■ **Coordinate annotation records**:

+++

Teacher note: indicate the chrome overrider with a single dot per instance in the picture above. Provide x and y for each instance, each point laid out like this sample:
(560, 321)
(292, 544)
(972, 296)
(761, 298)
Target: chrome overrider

+++

■ **Instruction**:
Rewrite the records, replacing every "chrome overrider" with "bumper guard" and leaving all other text as it is.

■ **Task solution**:
Teacher note: indicate the bumper guard with a single dot per instance in the picture above. Provide x and y for each instance, each point laid out like this sample:
(560, 321)
(292, 544)
(972, 296)
(761, 298)
Target: bumper guard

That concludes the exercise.